[WHAT TO DO]: Within the entries below, find the portion that opens with the line containing "Target: blurred foliage" and closes with the line containing "Target: arm raised with bracelet". Retype that portion exactly and only.

[EXERCISE DATA]:
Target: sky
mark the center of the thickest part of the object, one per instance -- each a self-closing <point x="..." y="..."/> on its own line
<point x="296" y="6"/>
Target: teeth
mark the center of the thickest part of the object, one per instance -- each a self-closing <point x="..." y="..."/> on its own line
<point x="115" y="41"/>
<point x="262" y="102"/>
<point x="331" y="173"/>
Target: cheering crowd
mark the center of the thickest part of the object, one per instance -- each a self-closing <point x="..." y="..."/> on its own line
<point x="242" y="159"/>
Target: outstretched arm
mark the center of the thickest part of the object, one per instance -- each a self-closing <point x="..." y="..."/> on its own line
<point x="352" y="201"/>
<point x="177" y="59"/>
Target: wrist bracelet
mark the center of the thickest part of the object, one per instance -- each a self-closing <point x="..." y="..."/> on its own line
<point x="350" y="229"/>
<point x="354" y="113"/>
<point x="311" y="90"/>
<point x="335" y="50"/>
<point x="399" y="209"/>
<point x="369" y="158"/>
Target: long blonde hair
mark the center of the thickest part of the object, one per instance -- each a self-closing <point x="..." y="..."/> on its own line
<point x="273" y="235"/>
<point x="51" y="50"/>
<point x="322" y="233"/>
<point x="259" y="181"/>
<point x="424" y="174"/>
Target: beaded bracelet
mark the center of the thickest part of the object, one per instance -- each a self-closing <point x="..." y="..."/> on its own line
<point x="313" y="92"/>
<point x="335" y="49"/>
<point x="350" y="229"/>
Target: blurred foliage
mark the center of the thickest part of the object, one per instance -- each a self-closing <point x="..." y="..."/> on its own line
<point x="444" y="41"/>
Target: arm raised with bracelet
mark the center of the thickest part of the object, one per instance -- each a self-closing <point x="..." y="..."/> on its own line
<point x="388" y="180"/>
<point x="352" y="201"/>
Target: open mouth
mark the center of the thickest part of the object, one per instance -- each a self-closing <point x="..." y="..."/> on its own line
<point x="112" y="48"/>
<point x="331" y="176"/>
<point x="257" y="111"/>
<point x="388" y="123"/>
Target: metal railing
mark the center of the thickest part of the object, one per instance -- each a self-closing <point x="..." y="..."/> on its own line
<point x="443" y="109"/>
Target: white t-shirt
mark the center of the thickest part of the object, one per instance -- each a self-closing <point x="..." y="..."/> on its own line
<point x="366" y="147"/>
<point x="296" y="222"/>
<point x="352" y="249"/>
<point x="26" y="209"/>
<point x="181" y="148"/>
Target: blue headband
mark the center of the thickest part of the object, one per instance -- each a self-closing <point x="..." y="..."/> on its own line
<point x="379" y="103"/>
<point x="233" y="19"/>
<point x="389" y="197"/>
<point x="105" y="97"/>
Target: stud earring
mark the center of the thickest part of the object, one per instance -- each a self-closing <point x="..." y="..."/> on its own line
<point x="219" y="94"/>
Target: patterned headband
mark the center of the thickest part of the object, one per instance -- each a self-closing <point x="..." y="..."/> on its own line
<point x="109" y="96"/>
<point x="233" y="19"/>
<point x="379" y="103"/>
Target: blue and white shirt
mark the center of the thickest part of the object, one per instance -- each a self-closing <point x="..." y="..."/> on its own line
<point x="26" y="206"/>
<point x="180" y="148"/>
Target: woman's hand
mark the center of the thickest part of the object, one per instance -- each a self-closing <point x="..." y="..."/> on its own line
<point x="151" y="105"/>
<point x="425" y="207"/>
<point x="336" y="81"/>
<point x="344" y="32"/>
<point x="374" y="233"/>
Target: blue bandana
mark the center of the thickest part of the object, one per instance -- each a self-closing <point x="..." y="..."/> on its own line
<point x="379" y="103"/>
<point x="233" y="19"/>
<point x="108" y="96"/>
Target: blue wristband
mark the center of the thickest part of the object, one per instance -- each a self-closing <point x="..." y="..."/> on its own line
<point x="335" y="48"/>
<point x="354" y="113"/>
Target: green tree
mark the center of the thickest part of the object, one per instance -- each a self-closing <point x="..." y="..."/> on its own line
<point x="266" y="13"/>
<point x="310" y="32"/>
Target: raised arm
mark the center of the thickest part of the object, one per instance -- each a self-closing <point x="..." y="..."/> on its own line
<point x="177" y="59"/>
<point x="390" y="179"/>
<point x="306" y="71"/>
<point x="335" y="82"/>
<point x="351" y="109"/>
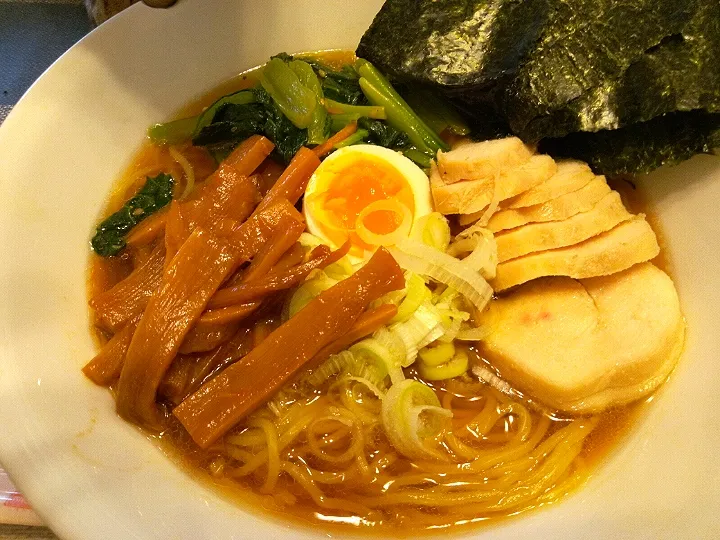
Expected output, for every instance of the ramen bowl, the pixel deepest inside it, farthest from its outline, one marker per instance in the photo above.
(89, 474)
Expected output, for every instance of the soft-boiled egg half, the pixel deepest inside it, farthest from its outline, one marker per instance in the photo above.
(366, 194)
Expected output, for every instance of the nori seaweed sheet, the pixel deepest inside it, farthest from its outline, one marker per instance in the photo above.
...
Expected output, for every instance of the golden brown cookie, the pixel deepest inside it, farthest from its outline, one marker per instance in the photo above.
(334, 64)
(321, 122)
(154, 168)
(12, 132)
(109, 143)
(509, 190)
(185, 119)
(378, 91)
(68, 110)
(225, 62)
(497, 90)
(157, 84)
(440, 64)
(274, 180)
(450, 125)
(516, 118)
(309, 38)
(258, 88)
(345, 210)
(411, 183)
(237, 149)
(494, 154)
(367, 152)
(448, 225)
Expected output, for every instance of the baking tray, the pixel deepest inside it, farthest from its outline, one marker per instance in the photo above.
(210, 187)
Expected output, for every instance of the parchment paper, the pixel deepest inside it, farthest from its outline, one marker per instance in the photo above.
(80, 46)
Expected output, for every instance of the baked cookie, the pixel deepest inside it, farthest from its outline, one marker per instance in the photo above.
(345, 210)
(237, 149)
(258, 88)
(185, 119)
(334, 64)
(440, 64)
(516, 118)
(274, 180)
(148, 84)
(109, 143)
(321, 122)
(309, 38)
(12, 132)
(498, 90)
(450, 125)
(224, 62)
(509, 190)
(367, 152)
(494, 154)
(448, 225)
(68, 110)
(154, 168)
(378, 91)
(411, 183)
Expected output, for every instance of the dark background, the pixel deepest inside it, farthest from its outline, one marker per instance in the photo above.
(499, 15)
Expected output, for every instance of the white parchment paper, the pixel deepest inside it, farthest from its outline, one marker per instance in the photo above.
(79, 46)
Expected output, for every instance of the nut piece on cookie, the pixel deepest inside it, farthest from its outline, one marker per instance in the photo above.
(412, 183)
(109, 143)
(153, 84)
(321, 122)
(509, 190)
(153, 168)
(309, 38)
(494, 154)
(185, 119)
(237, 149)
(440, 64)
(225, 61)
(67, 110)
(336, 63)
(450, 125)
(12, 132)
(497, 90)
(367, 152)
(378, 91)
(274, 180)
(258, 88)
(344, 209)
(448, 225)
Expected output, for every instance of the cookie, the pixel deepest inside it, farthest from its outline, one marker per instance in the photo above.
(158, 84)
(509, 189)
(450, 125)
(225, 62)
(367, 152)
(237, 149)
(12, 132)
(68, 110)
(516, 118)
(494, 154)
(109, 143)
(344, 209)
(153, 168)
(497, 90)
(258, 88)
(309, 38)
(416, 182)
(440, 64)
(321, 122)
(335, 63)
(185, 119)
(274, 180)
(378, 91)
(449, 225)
...
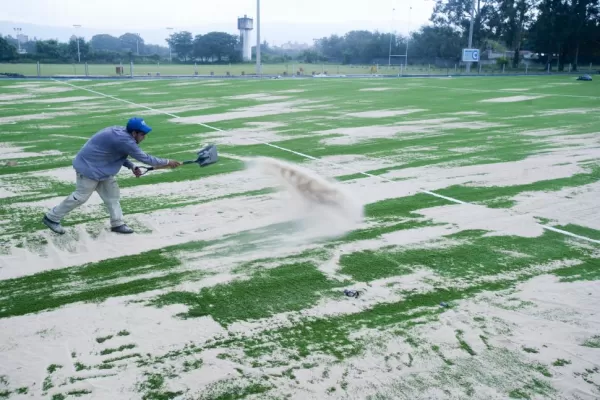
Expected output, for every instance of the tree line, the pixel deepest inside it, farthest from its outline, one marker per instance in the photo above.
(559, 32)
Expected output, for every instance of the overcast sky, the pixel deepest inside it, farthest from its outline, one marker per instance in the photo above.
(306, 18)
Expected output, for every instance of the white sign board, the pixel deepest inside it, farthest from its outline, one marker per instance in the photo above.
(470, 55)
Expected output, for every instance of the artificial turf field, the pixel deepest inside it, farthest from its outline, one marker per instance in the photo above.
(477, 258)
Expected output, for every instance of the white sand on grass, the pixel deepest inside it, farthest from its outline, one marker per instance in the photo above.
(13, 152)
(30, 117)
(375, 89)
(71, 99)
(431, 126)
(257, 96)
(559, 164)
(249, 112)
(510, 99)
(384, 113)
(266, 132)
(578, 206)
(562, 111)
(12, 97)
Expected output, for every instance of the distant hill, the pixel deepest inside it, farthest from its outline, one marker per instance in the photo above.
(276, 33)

[ANSWER SPACE]:
Target: blurred foliage
mark the center of the thickest part of the object, one per instance -- each a self-closing <point x="..." y="..."/> on its own line
<point x="444" y="41"/>
Target: arm raised with bracelet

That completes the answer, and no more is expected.